## What needs to be done
Pictures stay out of the copy. Transcribe exactly, and only, the line with "Would you be able to locate the sky" through the last line of the entries below.

## Stored dataset items
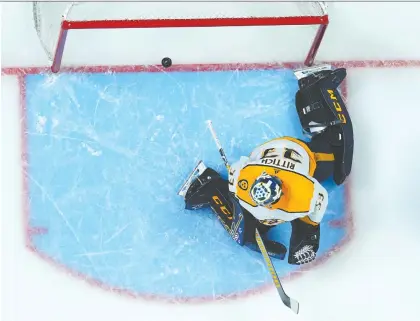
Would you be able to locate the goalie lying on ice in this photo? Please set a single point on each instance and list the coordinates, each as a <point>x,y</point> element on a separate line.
<point>280,180</point>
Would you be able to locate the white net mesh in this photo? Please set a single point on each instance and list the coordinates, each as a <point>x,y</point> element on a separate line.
<point>49,15</point>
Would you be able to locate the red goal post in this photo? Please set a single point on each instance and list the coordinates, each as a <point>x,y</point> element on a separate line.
<point>53,20</point>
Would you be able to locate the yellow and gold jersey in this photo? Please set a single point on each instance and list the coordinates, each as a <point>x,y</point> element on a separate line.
<point>293,163</point>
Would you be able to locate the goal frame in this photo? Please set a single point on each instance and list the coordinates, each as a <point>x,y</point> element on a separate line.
<point>321,20</point>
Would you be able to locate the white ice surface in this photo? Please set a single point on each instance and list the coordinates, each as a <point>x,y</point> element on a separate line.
<point>375,277</point>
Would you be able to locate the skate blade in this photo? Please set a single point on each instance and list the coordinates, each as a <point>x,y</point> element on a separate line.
<point>197,171</point>
<point>304,72</point>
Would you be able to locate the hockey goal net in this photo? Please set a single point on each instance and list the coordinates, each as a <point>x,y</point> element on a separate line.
<point>115,33</point>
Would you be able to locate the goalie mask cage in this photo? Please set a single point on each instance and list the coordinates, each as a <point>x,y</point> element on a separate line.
<point>286,31</point>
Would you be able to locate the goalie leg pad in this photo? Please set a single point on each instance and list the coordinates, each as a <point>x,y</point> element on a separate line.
<point>321,109</point>
<point>304,242</point>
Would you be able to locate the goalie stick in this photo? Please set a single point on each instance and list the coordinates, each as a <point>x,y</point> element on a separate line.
<point>288,301</point>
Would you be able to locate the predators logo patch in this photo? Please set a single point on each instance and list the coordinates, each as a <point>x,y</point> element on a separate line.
<point>243,184</point>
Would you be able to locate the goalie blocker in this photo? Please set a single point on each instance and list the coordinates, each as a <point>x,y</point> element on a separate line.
<point>324,118</point>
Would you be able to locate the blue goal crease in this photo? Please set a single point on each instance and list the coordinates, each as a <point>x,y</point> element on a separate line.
<point>108,153</point>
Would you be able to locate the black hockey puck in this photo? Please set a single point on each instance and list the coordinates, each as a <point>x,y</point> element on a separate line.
<point>166,62</point>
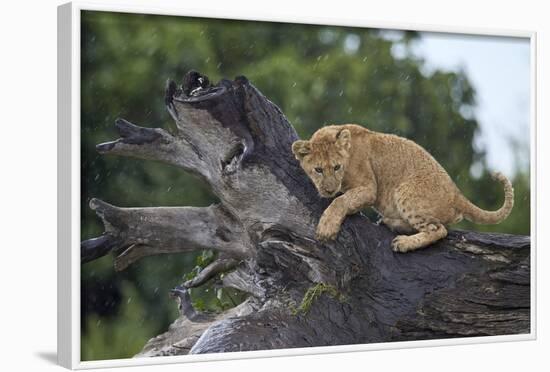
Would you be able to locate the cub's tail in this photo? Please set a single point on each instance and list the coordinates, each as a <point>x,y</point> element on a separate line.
<point>477,215</point>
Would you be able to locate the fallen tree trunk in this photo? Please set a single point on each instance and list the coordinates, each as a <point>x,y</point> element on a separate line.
<point>302,292</point>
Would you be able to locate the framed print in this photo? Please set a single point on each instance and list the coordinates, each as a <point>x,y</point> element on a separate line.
<point>247,187</point>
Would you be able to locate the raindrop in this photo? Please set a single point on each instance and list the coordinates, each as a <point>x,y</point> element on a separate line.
<point>351,43</point>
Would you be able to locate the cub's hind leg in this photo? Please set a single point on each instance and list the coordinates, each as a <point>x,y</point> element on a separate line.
<point>398,225</point>
<point>428,233</point>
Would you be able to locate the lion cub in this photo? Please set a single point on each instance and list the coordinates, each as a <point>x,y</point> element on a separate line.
<point>395,176</point>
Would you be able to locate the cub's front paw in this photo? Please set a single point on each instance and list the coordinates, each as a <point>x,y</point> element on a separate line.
<point>327,230</point>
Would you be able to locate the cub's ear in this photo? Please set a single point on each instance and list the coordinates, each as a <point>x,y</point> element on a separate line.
<point>343,139</point>
<point>301,149</point>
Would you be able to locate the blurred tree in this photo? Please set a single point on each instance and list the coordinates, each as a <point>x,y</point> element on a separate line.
<point>316,74</point>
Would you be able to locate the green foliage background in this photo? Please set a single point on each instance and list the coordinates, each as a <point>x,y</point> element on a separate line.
<point>316,74</point>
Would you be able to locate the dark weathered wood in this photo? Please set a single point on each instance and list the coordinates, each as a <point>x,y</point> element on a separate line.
<point>229,134</point>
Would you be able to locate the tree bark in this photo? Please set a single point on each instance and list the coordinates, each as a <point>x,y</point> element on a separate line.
<point>302,292</point>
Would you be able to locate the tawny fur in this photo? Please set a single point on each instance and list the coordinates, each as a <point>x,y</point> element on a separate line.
<point>395,176</point>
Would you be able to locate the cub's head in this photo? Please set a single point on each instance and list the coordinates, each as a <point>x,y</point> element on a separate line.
<point>324,159</point>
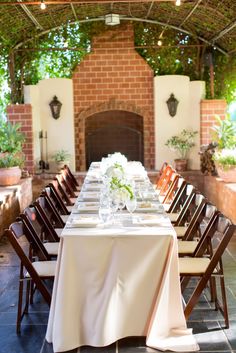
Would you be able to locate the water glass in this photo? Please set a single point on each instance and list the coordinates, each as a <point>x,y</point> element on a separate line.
<point>105,213</point>
<point>131,205</point>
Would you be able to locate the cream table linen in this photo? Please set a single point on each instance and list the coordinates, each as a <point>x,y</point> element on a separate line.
<point>114,282</point>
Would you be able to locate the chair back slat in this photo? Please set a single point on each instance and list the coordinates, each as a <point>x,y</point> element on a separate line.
<point>14,240</point>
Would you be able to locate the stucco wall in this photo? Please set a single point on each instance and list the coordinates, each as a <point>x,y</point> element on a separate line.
<point>189,95</point>
<point>60,132</point>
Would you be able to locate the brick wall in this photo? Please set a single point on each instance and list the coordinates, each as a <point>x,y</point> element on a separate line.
<point>22,113</point>
<point>113,77</point>
<point>209,108</point>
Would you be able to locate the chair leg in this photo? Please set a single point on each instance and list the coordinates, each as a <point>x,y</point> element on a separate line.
<point>213,290</point>
<point>29,284</point>
<point>19,310</point>
<point>224,307</point>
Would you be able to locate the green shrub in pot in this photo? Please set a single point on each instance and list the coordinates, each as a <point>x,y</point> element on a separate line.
<point>181,144</point>
<point>11,156</point>
<point>224,133</point>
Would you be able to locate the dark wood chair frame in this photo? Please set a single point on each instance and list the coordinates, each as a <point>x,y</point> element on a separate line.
<point>15,232</point>
<point>223,226</point>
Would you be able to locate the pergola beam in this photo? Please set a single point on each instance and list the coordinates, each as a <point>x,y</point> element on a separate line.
<point>77,2</point>
<point>128,19</point>
<point>74,12</point>
<point>224,31</point>
<point>191,12</point>
<point>29,14</point>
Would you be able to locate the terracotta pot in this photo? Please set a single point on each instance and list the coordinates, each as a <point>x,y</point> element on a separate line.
<point>227,175</point>
<point>181,165</point>
<point>10,176</point>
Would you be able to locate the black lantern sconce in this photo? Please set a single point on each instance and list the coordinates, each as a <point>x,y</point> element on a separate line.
<point>55,106</point>
<point>172,104</point>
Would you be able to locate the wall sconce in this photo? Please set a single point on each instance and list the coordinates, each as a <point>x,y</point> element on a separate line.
<point>112,19</point>
<point>55,106</point>
<point>172,104</point>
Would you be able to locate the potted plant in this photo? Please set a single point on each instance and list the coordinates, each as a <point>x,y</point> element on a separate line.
<point>181,144</point>
<point>61,157</point>
<point>11,156</point>
<point>224,134</point>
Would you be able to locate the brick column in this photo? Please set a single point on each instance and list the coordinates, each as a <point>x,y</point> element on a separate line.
<point>210,108</point>
<point>22,113</point>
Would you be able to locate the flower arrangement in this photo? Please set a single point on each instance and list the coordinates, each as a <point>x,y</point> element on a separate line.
<point>113,170</point>
<point>121,189</point>
<point>61,156</point>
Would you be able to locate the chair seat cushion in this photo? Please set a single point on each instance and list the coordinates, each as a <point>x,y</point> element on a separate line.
<point>69,208</point>
<point>173,216</point>
<point>161,198</point>
<point>180,231</point>
<point>73,200</point>
<point>166,206</point>
<point>44,268</point>
<point>193,265</point>
<point>187,247</point>
<point>58,231</point>
<point>64,217</point>
<point>52,247</point>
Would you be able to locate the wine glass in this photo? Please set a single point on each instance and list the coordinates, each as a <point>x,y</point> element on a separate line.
<point>131,205</point>
<point>105,212</point>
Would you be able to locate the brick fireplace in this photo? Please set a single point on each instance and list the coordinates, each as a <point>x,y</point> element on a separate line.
<point>113,96</point>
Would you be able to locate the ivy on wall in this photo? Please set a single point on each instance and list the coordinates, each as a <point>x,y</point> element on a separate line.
<point>57,54</point>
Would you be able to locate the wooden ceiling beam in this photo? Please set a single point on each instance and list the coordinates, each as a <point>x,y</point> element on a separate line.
<point>29,14</point>
<point>77,2</point>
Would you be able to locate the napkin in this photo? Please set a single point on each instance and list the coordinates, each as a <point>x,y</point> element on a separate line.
<point>149,207</point>
<point>150,220</point>
<point>90,196</point>
<point>86,207</point>
<point>84,222</point>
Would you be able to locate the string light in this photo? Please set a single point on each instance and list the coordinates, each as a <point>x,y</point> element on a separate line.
<point>42,5</point>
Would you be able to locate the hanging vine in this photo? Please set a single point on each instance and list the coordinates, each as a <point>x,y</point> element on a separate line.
<point>57,54</point>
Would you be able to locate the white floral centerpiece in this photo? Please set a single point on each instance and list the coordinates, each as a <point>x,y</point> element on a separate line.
<point>114,171</point>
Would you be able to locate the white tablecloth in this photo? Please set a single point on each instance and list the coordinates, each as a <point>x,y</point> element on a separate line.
<point>114,282</point>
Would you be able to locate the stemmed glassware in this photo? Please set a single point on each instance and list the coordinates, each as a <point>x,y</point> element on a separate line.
<point>131,205</point>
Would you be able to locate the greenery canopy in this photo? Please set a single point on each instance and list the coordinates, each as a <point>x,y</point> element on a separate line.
<point>58,52</point>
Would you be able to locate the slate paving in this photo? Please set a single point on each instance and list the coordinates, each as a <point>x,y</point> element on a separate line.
<point>207,324</point>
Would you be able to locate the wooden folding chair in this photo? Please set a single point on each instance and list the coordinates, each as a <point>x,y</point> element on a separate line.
<point>189,215</point>
<point>56,199</point>
<point>207,265</point>
<point>173,194</point>
<point>57,220</point>
<point>162,183</point>
<point>42,226</point>
<point>66,186</point>
<point>34,273</point>
<point>180,208</point>
<point>61,189</point>
<point>171,185</point>
<point>42,251</point>
<point>197,230</point>
<point>69,178</point>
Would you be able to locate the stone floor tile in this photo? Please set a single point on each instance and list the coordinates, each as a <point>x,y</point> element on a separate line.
<point>30,340</point>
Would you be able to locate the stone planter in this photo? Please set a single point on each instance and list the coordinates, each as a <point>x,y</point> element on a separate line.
<point>227,175</point>
<point>181,165</point>
<point>10,176</point>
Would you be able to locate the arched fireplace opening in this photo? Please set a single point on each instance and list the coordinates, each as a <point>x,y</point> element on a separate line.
<point>113,131</point>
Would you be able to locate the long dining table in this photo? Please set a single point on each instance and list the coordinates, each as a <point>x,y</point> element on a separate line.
<point>117,279</point>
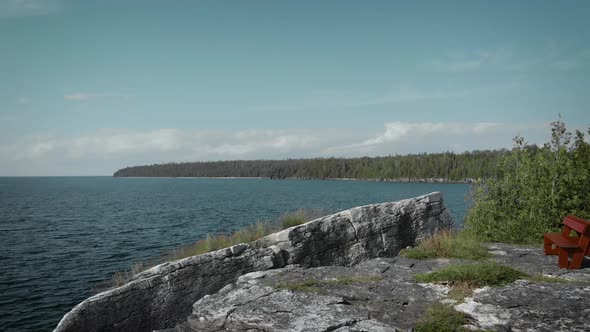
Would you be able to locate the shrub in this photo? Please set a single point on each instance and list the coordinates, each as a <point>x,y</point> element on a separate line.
<point>447,244</point>
<point>535,189</point>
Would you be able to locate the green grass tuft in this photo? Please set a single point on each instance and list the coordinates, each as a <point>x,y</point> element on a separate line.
<point>441,318</point>
<point>448,245</point>
<point>474,275</point>
<point>313,285</point>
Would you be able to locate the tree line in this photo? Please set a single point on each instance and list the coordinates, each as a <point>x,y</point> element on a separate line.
<point>448,166</point>
<point>534,189</point>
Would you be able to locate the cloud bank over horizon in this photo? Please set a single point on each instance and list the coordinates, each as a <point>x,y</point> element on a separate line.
<point>108,150</point>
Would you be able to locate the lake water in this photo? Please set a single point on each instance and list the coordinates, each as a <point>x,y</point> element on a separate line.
<point>61,236</point>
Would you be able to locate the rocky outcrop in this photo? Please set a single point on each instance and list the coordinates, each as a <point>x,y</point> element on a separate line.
<point>162,297</point>
<point>382,295</point>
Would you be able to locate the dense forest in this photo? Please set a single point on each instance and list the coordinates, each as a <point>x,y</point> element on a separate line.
<point>448,166</point>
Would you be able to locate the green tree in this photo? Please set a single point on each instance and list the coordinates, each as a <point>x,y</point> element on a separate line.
<point>534,190</point>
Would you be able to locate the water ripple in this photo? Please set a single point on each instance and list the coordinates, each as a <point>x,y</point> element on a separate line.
<point>60,237</point>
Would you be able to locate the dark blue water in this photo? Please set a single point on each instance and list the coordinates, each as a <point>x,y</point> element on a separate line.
<point>61,236</point>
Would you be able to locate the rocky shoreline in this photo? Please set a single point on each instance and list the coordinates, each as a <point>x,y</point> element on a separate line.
<point>162,296</point>
<point>381,295</point>
<point>337,273</point>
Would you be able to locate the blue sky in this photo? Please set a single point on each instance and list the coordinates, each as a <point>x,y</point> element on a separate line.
<point>88,87</point>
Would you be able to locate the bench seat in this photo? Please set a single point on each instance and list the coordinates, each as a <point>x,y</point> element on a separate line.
<point>569,246</point>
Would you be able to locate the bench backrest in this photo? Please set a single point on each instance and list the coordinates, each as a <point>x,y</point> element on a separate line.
<point>581,226</point>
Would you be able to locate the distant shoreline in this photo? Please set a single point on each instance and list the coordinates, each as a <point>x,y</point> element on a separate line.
<point>402,180</point>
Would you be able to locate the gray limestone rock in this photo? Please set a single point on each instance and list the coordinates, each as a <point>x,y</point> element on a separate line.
<point>162,296</point>
<point>381,295</point>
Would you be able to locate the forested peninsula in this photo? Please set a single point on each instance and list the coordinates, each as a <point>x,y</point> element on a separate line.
<point>447,167</point>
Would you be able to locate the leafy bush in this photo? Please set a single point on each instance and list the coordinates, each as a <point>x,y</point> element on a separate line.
<point>446,244</point>
<point>535,189</point>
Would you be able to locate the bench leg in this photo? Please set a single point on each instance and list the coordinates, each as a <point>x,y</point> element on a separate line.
<point>548,247</point>
<point>563,259</point>
<point>577,260</point>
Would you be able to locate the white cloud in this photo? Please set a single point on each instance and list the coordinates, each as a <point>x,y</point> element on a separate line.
<point>105,151</point>
<point>84,96</point>
<point>466,61</point>
<point>402,131</point>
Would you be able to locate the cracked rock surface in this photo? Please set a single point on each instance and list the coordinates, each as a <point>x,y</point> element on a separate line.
<point>381,295</point>
<point>376,295</point>
<point>162,296</point>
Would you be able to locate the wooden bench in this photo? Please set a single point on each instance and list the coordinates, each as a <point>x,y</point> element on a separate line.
<point>569,248</point>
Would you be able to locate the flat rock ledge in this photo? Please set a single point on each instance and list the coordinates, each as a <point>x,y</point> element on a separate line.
<point>163,296</point>
<point>381,295</point>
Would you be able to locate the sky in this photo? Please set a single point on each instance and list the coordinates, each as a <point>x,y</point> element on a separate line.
<point>89,87</point>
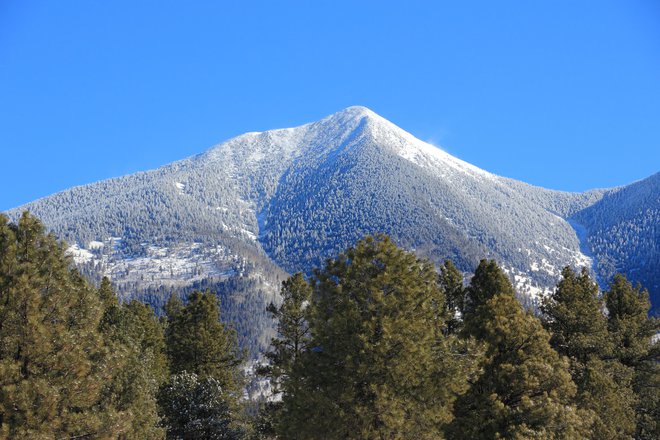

## Result below
Would you be able to locate the sky in this photo? Please set a single point on each instance and list the coordinates, each as a <point>x,y</point> element on a separate line.
<point>89,87</point>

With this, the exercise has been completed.